=== Records for the task ===

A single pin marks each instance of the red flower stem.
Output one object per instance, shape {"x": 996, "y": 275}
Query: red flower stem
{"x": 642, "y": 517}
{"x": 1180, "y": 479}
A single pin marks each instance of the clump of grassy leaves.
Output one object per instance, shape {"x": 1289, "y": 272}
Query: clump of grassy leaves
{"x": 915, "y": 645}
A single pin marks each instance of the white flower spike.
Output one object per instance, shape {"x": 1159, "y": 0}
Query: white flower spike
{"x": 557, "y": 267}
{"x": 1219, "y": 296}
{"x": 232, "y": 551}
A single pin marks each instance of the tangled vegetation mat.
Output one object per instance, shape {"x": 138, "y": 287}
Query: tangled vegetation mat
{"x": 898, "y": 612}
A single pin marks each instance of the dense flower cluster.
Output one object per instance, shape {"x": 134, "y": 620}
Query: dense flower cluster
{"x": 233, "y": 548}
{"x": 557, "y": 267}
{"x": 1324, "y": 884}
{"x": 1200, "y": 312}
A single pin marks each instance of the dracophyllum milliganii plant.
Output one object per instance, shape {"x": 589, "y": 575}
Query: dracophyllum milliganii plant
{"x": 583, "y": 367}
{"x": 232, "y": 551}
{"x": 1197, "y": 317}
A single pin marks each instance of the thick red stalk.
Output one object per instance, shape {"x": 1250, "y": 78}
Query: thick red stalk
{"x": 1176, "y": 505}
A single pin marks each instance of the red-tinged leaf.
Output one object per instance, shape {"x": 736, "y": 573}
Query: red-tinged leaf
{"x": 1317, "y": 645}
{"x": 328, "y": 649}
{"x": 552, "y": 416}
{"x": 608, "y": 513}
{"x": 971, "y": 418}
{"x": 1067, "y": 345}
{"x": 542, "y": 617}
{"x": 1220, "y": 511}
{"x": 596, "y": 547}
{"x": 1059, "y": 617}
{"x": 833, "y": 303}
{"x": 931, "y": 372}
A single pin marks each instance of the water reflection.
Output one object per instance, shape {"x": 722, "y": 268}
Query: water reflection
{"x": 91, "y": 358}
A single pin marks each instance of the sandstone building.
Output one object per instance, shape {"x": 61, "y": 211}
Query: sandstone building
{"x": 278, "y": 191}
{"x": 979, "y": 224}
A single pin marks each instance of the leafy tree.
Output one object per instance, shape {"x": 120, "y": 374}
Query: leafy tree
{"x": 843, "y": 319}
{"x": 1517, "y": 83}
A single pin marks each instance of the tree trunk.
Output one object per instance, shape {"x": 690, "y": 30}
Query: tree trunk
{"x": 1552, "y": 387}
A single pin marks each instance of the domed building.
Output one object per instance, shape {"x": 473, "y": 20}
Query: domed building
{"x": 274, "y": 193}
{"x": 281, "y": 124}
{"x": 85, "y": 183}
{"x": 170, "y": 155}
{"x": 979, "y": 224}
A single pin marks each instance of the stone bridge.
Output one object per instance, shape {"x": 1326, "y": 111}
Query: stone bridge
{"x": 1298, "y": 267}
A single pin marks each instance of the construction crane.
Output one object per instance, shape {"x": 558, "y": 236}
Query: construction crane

===

To do: Reproduce all of the lines above word for word.

Result:
A single pin marks each instance of the red flower stem.
Output one object per instance, shape {"x": 996, "y": 275}
Query: red flower stem
{"x": 642, "y": 517}
{"x": 1180, "y": 479}
A single pin marks each instance of the clump of grassy leaves.
Output one object per instance, shape {"x": 1289, "y": 272}
Query: clump of grassy leaves
{"x": 915, "y": 645}
A single pin marks each instance of the white flower spike.
Output one object per instance, shape {"x": 1159, "y": 0}
Query: white flower spike
{"x": 557, "y": 267}
{"x": 1219, "y": 296}
{"x": 232, "y": 551}
A single pin marks each instance of the tangled vegetation mat.
Output one object per instance, shape {"x": 138, "y": 287}
Query: tangled vegetation mat
{"x": 898, "y": 612}
A single pin marks each instance of the dense flower cluster.
Output one object per instance, shape {"x": 134, "y": 620}
Query: dense flower cluster
{"x": 233, "y": 548}
{"x": 557, "y": 267}
{"x": 1324, "y": 884}
{"x": 1200, "y": 312}
A single pin marks each instance of the dracophyllum milliganii plant.
Output one object per instance, shape {"x": 589, "y": 575}
Query: dracophyllum milliganii plant
{"x": 583, "y": 367}
{"x": 232, "y": 551}
{"x": 1197, "y": 317}
A single pin marks each instance of the thick red stalk.
Output one object per instance, shape {"x": 1250, "y": 78}
Query: thick red stalk
{"x": 1176, "y": 505}
A single pin marks each instance of the red-tinged leaf.
Output one object per instance, shape {"x": 736, "y": 573}
Query: red-tinged leaf
{"x": 1317, "y": 645}
{"x": 328, "y": 649}
{"x": 552, "y": 416}
{"x": 608, "y": 513}
{"x": 971, "y": 418}
{"x": 1067, "y": 345}
{"x": 542, "y": 617}
{"x": 1220, "y": 511}
{"x": 596, "y": 547}
{"x": 1059, "y": 617}
{"x": 833, "y": 303}
{"x": 931, "y": 372}
A single pin marks each instance of the water reflection.
Output one object per instance, shape {"x": 722, "y": 268}
Query: water reflection
{"x": 91, "y": 358}
A single pin marks each instance of the sandstone building.
Output one object per instance, shape {"x": 61, "y": 211}
Query: sandstone building
{"x": 278, "y": 191}
{"x": 979, "y": 224}
A single pin marks each instance of the leafy tree.
Output one object per instance, shape {"x": 120, "y": 374}
Query: leafy tree
{"x": 843, "y": 319}
{"x": 1517, "y": 83}
A single pin marks each instance of the tree trunk.
Output one object per instance, shape {"x": 690, "y": 30}
Query: tree trunk
{"x": 1552, "y": 387}
A single pin marks each instance of the domed building.
Output one object per instance, shape {"x": 473, "y": 20}
Query: domed building
{"x": 274, "y": 193}
{"x": 281, "y": 124}
{"x": 85, "y": 183}
{"x": 170, "y": 155}
{"x": 979, "y": 224}
A single pin marks each instance of the stone bridge.
Output one object per instance, shape {"x": 1326, "y": 111}
Query: stone bridge
{"x": 1298, "y": 267}
A single pin marks each instance of the construction crane.
Output one object per instance, shape {"x": 558, "y": 236}
Query: construction crane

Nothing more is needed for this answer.